• **Set of tasks**
a. Answer these questions about the loop-distance passage:
(i) In the second case, how many feet does the Boss travel on the first iteration to C?
(ii) What value is assigned to n?
(iii) According to the comment, what is the distance traveled on the second algorithm?
b. Transcribe the loop-distance passage between "Second Case: The" and "slips are done.", inclusive.

• **Source passage**
● ● ●

Second Case: The Boss has to travel 100 feet on the first iteration to A, but after that he is already there and just waits for A to get back until all slips are filled. Then the Boss has to travel 500 feet on the first iteration to C because C is 500 feet from A since this Boss( Summation, For Loop ) is being called right after working with A and then just waits like he did with A until all of C's order slips are done.
The Difference In Distances Traveled
const n = 100000
distTraveledOfFirst = (100 + 500) + ((n-1)*(500 + 500);
// Simplify
distTraveledOfFirst = 600 + (99999*100);
distTraveledOfFirst = 600 + 9999900;
distTraveledOfFirst = 10000500;
// Distance Traveled On First Algorithm = 10,000,500ft
distTraveledOfSecond = 100 + 500 = 600;
// Distance Traveled On Second Algorithm = 600ft;
The Comparison of Arbitrary Values
We can easily see that 600 is far less than 10 million. Now this isn't exact, because we don't know the actual difference in distance between which address of RAM or from which Cache or Page File each call on each iteration is going to be due to many other unseen variables, but this is just an assessment of the situation to be aware of and trying to look at it from the worst case scenario.

● ● ●

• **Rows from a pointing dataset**

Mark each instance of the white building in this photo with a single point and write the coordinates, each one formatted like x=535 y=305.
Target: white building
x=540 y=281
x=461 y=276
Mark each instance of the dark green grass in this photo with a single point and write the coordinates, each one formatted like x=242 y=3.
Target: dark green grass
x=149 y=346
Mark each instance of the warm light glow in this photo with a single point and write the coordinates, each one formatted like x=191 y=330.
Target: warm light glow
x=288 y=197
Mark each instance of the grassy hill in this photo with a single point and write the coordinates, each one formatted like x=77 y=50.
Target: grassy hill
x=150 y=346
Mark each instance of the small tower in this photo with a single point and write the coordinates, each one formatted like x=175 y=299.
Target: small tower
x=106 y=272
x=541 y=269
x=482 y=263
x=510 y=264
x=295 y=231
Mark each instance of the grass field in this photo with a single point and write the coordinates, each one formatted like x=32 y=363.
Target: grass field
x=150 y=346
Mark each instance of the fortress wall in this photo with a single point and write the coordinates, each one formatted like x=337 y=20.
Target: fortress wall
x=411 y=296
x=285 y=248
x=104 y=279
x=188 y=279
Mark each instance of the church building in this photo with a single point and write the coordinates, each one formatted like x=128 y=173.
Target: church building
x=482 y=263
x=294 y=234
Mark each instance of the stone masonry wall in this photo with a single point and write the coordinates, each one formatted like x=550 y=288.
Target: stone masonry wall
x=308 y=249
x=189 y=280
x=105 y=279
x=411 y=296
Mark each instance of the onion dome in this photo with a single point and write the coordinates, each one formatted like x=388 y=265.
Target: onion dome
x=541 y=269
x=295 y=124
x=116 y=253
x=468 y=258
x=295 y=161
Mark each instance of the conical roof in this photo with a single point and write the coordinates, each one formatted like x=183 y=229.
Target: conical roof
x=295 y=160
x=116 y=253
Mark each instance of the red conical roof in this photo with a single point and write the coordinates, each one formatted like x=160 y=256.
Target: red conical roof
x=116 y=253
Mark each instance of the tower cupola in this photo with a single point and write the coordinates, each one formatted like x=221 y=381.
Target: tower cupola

● ● ●

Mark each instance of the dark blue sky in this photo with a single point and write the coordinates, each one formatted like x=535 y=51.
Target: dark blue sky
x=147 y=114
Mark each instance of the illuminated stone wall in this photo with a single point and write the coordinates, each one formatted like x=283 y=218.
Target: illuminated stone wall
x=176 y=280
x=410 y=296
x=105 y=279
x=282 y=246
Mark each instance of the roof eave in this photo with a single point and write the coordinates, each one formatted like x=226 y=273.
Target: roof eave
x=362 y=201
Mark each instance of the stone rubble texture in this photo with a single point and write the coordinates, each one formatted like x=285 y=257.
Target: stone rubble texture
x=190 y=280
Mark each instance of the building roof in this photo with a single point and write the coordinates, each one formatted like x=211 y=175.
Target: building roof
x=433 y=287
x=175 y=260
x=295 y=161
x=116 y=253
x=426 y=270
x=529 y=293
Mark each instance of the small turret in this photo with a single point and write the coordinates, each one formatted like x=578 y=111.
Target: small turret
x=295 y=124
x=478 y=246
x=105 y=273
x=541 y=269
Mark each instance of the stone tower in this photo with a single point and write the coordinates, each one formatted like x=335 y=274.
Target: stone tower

● ● ●

• **Answers to the exercises**
a.
(i) 500 feet
(ii) 100000
(iii) 600ft

b.
Second Case: The Boss has to travel 100 feet on the first iteration to A, but after that he is already there and just waits for A to get back until all slips are filled. Then the Boss has to travel 500 feet on the first iteration to C because C is 500 feet from A since this Boss( Summation, For Loop ) is being called right after working with A and then just waits like he did with A until all of C's order slips are done.